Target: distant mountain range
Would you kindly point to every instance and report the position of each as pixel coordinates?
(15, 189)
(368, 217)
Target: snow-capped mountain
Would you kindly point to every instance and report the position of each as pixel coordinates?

--- --- ---

▸ **WORK INSTRUCTIONS**: Rewrite all of the material, putting "each occurrence" wherever "every instance" appears and leaving every other word as it stands.

▸ **EXERCISE RESPONSE**:
Target: distant mountain range
Would you kindly point to each occurrence and report the position of each as pixel coordinates?
(15, 189)
(368, 217)
Target: snow-capped mountain
Would you kindly point to each occurrence and report the position of each as pixel coordinates?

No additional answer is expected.